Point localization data
========

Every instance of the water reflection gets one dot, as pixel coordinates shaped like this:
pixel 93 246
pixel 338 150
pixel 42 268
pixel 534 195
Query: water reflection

========

■ TASK STATEMENT ■
Could you write out all of the data again, exactly as given?

■ REPLY ■
Every instance of the water reflection gets one dot, as pixel coordinates shaped like this:
pixel 93 246
pixel 338 150
pixel 42 268
pixel 534 195
Query: water reflection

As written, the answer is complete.